§ SUPPLIED ENTRIES:
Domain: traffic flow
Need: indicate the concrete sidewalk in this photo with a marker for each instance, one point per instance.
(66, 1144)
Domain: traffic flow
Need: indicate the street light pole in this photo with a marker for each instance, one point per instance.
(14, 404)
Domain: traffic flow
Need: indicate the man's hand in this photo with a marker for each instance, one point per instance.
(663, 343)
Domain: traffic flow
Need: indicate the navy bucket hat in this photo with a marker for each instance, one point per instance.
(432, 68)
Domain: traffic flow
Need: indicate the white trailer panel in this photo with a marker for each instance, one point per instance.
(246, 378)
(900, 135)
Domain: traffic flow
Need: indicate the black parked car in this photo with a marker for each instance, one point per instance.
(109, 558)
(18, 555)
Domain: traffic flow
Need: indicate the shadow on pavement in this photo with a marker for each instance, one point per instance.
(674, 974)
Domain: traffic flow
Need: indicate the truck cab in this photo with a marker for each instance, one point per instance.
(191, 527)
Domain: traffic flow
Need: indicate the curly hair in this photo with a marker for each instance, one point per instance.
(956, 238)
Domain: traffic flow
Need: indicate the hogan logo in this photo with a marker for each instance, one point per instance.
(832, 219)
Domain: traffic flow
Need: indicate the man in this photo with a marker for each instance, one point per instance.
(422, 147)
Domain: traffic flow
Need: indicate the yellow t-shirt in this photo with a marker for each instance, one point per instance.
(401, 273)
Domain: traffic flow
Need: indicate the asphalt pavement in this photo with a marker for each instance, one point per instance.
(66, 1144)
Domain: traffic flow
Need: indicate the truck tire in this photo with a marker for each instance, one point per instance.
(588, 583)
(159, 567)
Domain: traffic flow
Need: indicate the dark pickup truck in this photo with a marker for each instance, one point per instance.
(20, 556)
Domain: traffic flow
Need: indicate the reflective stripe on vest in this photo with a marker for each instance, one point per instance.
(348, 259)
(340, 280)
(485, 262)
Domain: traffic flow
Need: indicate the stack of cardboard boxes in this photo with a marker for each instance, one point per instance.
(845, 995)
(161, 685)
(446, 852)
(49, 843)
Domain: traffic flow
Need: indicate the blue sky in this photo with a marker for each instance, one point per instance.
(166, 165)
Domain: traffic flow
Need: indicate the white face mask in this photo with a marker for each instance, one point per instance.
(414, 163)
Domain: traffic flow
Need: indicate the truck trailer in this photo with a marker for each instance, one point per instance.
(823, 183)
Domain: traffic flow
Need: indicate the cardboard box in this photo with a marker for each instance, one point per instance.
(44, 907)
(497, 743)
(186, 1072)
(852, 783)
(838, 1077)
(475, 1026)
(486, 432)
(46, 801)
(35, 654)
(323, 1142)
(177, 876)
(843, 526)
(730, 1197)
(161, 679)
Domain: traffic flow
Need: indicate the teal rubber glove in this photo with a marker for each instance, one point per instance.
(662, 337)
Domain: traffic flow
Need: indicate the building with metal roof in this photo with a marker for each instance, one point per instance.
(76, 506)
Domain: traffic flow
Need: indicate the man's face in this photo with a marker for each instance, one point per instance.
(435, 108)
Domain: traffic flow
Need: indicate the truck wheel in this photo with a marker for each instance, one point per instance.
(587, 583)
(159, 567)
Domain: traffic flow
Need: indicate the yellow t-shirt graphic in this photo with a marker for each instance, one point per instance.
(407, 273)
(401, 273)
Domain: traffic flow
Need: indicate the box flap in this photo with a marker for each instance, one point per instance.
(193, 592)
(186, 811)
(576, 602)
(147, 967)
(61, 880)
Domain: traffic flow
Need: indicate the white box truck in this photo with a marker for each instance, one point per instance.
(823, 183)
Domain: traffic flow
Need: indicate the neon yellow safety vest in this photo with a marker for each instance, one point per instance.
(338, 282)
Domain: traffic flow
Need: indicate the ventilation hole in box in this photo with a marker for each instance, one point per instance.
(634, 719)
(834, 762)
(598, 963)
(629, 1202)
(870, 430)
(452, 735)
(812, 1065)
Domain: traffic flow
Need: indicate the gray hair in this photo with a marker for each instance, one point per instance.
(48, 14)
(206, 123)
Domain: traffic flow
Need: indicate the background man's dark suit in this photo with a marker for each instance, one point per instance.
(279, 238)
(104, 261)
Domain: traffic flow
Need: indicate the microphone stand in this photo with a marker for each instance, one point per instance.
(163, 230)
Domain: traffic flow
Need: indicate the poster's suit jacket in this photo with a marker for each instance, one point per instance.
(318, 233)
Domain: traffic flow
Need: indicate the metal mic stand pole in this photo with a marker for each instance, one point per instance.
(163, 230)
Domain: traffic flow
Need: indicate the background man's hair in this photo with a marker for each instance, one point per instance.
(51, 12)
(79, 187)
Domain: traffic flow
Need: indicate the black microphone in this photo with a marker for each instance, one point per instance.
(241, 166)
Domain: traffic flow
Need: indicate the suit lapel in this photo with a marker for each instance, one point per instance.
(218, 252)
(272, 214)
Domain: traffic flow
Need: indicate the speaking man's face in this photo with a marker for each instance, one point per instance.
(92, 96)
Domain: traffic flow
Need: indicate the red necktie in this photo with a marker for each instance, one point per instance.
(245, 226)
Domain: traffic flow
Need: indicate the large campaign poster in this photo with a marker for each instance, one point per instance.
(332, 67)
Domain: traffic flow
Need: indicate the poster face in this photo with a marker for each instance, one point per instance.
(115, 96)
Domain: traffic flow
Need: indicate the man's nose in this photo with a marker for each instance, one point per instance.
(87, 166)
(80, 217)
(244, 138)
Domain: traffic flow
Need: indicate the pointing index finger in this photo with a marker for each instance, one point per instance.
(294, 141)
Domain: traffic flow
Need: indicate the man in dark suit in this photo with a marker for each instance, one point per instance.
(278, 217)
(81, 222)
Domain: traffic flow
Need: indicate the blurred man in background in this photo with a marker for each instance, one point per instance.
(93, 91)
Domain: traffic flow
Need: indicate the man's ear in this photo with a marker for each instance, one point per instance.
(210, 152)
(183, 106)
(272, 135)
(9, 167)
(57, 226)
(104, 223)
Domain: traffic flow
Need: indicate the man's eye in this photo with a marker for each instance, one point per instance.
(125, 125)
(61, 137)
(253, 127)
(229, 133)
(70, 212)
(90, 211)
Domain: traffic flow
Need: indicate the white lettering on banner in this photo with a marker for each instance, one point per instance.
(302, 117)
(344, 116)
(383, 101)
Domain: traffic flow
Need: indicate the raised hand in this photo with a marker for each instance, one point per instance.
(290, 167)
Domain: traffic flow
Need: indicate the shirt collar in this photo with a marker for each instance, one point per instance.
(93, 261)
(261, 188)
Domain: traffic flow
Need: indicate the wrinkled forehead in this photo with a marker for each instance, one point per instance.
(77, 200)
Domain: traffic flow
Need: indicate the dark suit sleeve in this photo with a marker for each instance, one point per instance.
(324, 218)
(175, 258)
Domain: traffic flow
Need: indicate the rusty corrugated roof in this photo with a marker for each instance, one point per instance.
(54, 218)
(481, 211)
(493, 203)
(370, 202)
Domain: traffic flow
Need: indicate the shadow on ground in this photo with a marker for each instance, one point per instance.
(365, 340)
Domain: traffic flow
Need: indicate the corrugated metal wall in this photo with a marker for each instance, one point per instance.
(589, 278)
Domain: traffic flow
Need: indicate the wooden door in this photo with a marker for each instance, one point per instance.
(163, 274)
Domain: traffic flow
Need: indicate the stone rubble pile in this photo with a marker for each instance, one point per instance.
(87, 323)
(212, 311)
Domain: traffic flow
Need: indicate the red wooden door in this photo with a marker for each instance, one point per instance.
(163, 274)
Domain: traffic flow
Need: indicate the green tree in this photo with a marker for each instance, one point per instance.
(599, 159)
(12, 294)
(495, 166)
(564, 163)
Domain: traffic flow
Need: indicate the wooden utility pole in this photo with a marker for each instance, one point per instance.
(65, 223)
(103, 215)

§ PROBLEM STATEMENT:
Transcribe each entry precisely, missing none.

§ FULL OUTPUT:
Domain: traffic flow
Need: indicate the concrete sidewalk in this photo with a marker for each instance, one point per instance.
(66, 1144)
Domain: traffic flow
Need: indicate the street light pole in this photo with a marker for each instance, one point per instance.
(14, 404)
Domain: traffic flow
Need: indicate the man's hand in this photo with a marker for each instance, one point per instance.
(663, 343)
Domain: traffic flow
Need: indicate the navy bucket hat in this photo with a marker for each instance, one point per instance.
(432, 68)
Domain: traffic flow
Need: indicate the white trailer panel in this photo with a marker for each instance, one point per instance.
(246, 378)
(900, 135)
Domain: traffic flow
Need: indicate the black parked car in this photo with a marker for each instance, one point per instance.
(109, 558)
(18, 555)
Domain: traffic flow
Need: indicate the shadow on pavement in this photo with a marker for each instance, one point per instance.
(674, 974)
Domain: traffic flow
Need: indicate the truck cab in this photo with a marker for each instance, one point per instance.
(191, 527)
Domain: traffic flow
Need: indicate the curly hair in this photo with a marker for each instance, one point per instance.
(956, 238)
Domain: traffic flow
Need: indicate the hogan logo in this photo with a marker for each instance, one point per instance.
(832, 219)
Domain: traffic flow
Need: indicate the man in this photo with a marker for each instance, one point per instance.
(422, 147)
Domain: traffic flow
Need: indicate the yellow t-shirt in this photo with a marker for each instance, one point per instance.
(401, 273)
Domain: traffic flow
Need: indicate the asphalt pavement in this photo with a marker for each instance, one point per instance.
(66, 1144)
Domain: traffic flow
Need: indicate the truck tire in this photo with a marker for each instance, one point per instance.
(588, 583)
(159, 567)
Domain: traffic flow
Need: indicate the dark pickup truck in this photo with a marker for each instance, one point per instance.
(20, 556)
Domain: traffic flow
Need: indicate the reflective stripe on vest in this photo with a marker for each instance, one point per instance.
(348, 259)
(340, 280)
(485, 262)
Domain: traffic flow
Need: indicate the stack of cardboard boxes in this photo with a marker for each instance, one point per instance.
(845, 995)
(161, 685)
(446, 852)
(49, 843)
Domain: traffic flow
Need: indicate the blue sky in this photo with a marker for each instance, one point per instance.
(166, 165)
Domain: traffic flow
Need: indicate the white face mask in this photo with a marker for each instance, one point per instance.
(414, 163)
Domain: traffic flow
Need: indicate the truck trailer in this photo with a marker for each instance, one point per instance.
(823, 183)
Domain: traffic flow
Need: indicate the cardboard box in this photo with a marker for each instance, one point per instance.
(44, 907)
(497, 743)
(186, 1072)
(852, 783)
(838, 1077)
(475, 1026)
(486, 432)
(46, 801)
(35, 654)
(323, 1142)
(177, 876)
(843, 526)
(730, 1197)
(161, 679)
Domain: traffic flow
Need: indicate the teal rubber glove in this photo with a marker for each instance, one point per instance.
(662, 337)
Domain: traffic flow
Need: indicate the building with metal roof in this photo with a marker for each instance, one point per instance.
(76, 506)
Domain: traffic flow
Need: indicate the man's face in this photo with a marker for each instance, one point per instance.
(435, 108)
Domain: traffic flow
Need: indicate the truck wheel in this photo with a marker for each instance, one point per instance.
(587, 583)
(159, 567)
Domain: traffic flow
Need: indicate the yellow t-shirt graphic in this photo with a marker for each instance, one point per instance.
(407, 273)
(401, 273)
Domain: traffic flow
Need: indicate the box flap in this photo with a marker for each instance, one point per instance.
(193, 592)
(186, 811)
(576, 602)
(147, 967)
(61, 880)
Domain: traffic flow
Need: indicate the white box truck in this photo with a marker for each instance, one point per instance.
(823, 183)
Domain: traffic flow
Need: indicate the neon yellow safety vest in this photo with a marker for each instance, one point per instance.
(338, 282)
Domain: traffic flow
Need: indicate the ventilation hole in box in this photo with a marker for each instance, one point per instance.
(634, 719)
(834, 762)
(598, 963)
(629, 1202)
(870, 430)
(452, 735)
(812, 1065)
Domain: traffic flow
Need: indicate the gray hair in this photo with a marker for each instance, one point per instance.
(48, 14)
(206, 123)
Domain: traffic flow
Need: indicate the background man's dark suit in this photo with a marker for each instance, one point per instance.
(279, 238)
(104, 261)
Domain: traffic flow
Need: indicate the microphone stand in this photo with a marker for each instance, one point per instance.
(163, 230)
Domain: traffic flow
Need: indicate the poster's suit jacket in this photo with a marker for each instance, one point per instance.
(318, 233)
Domain: traffic flow
Need: indicate the metal mic stand pole in this photo with a marker for each instance, one point per instance.
(163, 230)
Domain: traffic flow
Need: indicate the background man's hair in this photo with a marker for each instance, one point per instance.
(51, 12)
(79, 187)
Domain: traffic flow
Need: indicate the black microphone in this photo with a marker for each instance, one point per instance.
(241, 166)
Domain: traffic flow
Need: indicate the suit lapel in this photo with a marker for each instance, one point per instance.
(218, 252)
(272, 214)
Domain: traffic flow
Need: indicate the speaking man's face in this photo with a marker for each instance, one point per instance.
(92, 96)
Domain: traffic flow
Need: indicate the red necktie in this photo with a marker for each instance, one point per instance.
(245, 226)
Domain: traffic flow
Need: indicate the large campaign poster in this photo with a marker for each instance, one point per instance.
(332, 67)
Domain: traffic flow
Need: indicate the poster face in this photo with a marker for each instance, one point per instance.
(115, 96)
Domain: traffic flow
Need: indicate the man's nose in this photo with a marker for each instance, one point per instance.
(87, 166)
(80, 217)
(244, 138)
Domain: traffic flow
Need: indicate the pointing index finger in this photo with a marker for each instance, one point per instance.
(294, 141)
Domain: traffic flow
Need: indicate the man in dark suit in this photo with a marker for each instance, one point per instance.
(278, 217)
(81, 222)
Domain: traffic flow
Need: indicate the blurred man in background in this photo with a marker for each instance, one point per instance.
(93, 91)
Domain: traffic flow
Need: indicate the man's ear in this photo with a marker for each instance, one point per instance.
(210, 152)
(183, 106)
(272, 135)
(9, 167)
(57, 226)
(104, 223)
Domain: traffic flow
Need: indicate the man's eye in this photo with a marker for each instance, one point per instance.
(125, 125)
(61, 137)
(253, 127)
(229, 133)
(70, 212)
(90, 211)
Domain: traffic flow
Need: indicate the white lettering on banner in this photo with a marker for each instance, one point per instance.
(302, 117)
(344, 116)
(383, 101)
Domain: traffic flow
Need: indicate the raised hand in this photo with a marker for each instance, one point per instance.
(290, 167)
Domain: traffic flow
Need: indicate the shirt collar in this photo with a marker for each instance, one point per instance.
(93, 261)
(261, 188)
Domain: traffic flow
Need: indicate the wrinkled forehead in this photo with a marker for each instance, one point per instance.
(77, 200)
Domain: traffic flow
Need: indicate the dark suit sleeve in this photo with a marker for each instance, one point per instance.
(324, 218)
(175, 258)
Domain: traffic flow
Need: indicate the rusty corrugated roof in this photo with a marker for each instance, one point per instance.
(54, 218)
(481, 211)
(493, 203)
(370, 202)
Domain: traffic flow
Need: indicate the shadow on ground in this photo with a marker for each instance, one point per instance.
(365, 340)
Domain: traffic flow
Need: indicate the corrugated metal wall in this photo with a marker for each instance, one point per instance.
(589, 278)
Domain: traffic flow
Need: indicate the wooden door in this photo with a marker for each instance, one point per instance.
(163, 274)
Domain: traffic flow
Need: indicate the stone rubble pile in this photo with a marker for each instance, one point per instance.
(87, 323)
(212, 311)
Domain: traffic flow
Need: indicate the red wooden door in this photo with a marker for each instance, one point per instance.
(163, 274)
Domain: traffic flow
Need: indicate the green tree in this photo with a marker for each instance, one point per instance.
(599, 159)
(12, 294)
(495, 166)
(564, 163)
Domain: traffic flow
Need: indicate the wooden utility pole in this photo with a marker for each instance, one point per instance.
(65, 223)
(103, 215)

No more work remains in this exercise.